Billie Holiday is one of America’s great artists of the 20th century. In jazz her peers include the other jazz innovators such as Louis Armstrong, Jelly Roll Morton, Duke Ellington, Charlie Parker, and a small handful of others. Like them, much of her greatness stems from what she could uniquely bring to this style of music with her instrument, in this case her voice. Like them, the enormous influence she has had on subsequent performers is incalculable.
She is often referred to as a blues singer, which is correct, though also misleading. She is best identified within the swing idiom, which she helped to establish. Swing is a music and dance style that emerged out of the innovations of Louis Armstrong by the late twenties and early thirties. It is generally associated with larger bands than the combos from New Orleans and Chicago, though the groups Billie Holiday sang with were generally smallish. With swing music a light, propulsive beat seems to make dancers of all the performers, and rather than pitting a rhythm section and a front line against each other, with swing the rhythm section is joined by both a horn section and a reed section. Collective improvisation is out, but solo improvisation in swing music takes on even greater expressive qualities. So, how is Billie Holiday a blues artist? She brings to swing music an especially effective personal tone, so that her voice emerges more as an instrument like any other in the band than as someone standing apart singing the words. As a vocalist she is a fully fledged member of the band musically, which was not the case with most other singers.
One of Billie Holiday’s talents was an amazing control over a very limited melodic range; another was her phenomenal rhythm. Musicologist Gunther Schuller says she was “most comfortable between G and A. As a result she invariably compressed melodies into that range, often going beyond vocal necessity to the sheer joy of invention in smoothing out the contours of particularly rangy lines.”
Now, what’s so great about that? On the face of it, you might think that as good as she is, someone with a greater vocal range could be greater. Maybe someone who could reach all the notes might do better? Yes, there may be better singers, in the generally accepted sense of the term, but Billie Holiday’s ability to do so much with so little is more than just a feat. The range and intensity of the feelings she brings to the music—and these are feelings she shares with her many fans as they listen—are well expressed by this, again: “often going beyond vocal necessity to the sheer joy of invention in smoothing out the contours of particularly rangy lines.”
She makes these songs entirely her own, creating with each song a new way of expressing it, partly through exploiting her limited vocal range, partly through her sense of rhythm, partly through her keen awareness of who was playing with her, and also through an infectious enthusiasm and joy which propels most of her recordings. There is not less here, but more. The metaphors one thinks of include that she inhabits the song, living in it and sharing with the audience its life; that she wears the song, displaying how it looks on her as if it was a particularly fetching outfit; and that she has taken over the song, painting and coloring it and twisting and shaping it so that the song becomes something quite new.
Her influence has been profound, although not always beneficent. What she does so well - including express individual feelings within the confines of artistic production - others do not.

PROMPT.
Print everything in the passage on Billie Holiday from "She makes these" down to "something quite new.", word for word.

DATA SHOWN.

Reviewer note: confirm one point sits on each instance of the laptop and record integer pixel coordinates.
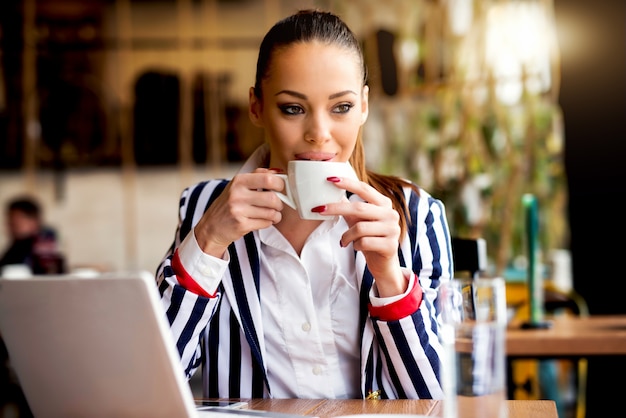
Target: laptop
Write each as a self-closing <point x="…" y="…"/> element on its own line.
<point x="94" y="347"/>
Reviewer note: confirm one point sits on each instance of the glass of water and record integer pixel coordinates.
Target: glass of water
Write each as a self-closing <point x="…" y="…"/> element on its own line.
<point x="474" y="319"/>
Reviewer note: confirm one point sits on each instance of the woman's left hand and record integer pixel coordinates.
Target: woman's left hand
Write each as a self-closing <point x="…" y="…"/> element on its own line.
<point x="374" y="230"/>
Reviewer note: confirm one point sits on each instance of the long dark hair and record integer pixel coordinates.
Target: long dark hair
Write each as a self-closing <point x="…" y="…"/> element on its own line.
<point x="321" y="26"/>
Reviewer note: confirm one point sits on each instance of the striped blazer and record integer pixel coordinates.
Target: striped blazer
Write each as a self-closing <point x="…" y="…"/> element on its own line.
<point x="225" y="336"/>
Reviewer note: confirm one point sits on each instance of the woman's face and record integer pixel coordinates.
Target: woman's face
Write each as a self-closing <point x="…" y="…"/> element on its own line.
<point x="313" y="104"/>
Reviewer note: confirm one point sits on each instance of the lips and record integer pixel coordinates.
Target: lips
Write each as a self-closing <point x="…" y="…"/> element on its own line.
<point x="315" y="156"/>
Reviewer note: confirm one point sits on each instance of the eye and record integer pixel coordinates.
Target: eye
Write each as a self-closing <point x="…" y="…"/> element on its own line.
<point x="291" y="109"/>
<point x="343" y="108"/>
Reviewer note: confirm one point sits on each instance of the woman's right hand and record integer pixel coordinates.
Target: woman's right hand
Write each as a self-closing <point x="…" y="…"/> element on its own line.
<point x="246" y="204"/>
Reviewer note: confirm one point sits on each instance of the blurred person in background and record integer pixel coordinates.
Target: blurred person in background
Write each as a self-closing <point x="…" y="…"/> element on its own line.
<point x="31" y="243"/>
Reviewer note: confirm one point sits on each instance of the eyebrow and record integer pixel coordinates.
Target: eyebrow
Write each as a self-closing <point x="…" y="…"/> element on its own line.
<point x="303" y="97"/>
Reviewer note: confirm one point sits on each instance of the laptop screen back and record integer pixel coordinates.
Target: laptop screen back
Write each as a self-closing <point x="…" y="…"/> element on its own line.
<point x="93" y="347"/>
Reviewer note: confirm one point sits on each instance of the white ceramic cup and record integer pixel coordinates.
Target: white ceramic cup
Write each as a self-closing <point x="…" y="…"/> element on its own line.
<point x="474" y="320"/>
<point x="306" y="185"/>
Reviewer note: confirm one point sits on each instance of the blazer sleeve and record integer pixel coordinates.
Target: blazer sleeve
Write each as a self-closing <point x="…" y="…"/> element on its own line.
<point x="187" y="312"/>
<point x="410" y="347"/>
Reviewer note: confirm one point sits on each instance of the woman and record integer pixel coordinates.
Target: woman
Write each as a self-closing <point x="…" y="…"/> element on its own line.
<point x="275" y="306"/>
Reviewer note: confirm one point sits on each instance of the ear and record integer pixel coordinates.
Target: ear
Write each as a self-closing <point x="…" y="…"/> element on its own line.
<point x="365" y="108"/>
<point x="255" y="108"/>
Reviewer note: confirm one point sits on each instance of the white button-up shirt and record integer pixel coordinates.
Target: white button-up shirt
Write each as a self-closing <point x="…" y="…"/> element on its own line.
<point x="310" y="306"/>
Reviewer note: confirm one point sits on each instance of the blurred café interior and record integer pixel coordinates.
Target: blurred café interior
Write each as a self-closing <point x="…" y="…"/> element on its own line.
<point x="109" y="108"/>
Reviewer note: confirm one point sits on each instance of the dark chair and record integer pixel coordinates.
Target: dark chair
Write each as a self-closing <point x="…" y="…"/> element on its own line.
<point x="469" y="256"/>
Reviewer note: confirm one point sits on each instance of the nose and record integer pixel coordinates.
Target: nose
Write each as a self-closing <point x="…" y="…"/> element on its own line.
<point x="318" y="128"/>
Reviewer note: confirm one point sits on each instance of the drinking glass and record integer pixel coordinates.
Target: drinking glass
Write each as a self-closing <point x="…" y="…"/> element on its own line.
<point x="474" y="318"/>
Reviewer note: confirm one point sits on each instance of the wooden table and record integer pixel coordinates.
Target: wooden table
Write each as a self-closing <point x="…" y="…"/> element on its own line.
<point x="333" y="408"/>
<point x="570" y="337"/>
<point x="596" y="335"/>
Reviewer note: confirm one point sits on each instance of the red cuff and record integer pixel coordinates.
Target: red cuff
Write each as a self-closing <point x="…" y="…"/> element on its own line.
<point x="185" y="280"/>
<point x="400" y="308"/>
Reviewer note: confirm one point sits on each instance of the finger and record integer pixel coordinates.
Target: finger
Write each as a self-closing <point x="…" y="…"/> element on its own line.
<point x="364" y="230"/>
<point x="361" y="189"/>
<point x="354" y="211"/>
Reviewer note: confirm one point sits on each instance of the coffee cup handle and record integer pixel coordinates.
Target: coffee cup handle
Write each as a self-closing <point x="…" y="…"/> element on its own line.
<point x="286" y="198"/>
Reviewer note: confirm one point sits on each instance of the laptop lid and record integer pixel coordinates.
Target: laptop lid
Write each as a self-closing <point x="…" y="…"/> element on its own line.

TASK OUTPUT.
She makes these songs entirely her own, creating with each song a new way of expressing it, partly through exploiting her limited vocal range, partly through her sense of rhythm, partly through her keen awareness of who was playing with her, and also through an infectious enthusiasm and joy which propels most of her recordings. There is not less here, but more. The metaphors one thinks of include that she inhabits the song, living in it and sharing with the audience its life; that she wears the song, displaying how it looks on her as if it was a particularly fetching outfit; and that she has taken over the song, painting and coloring it and twisting and shaping it so that the song becomes something quite new.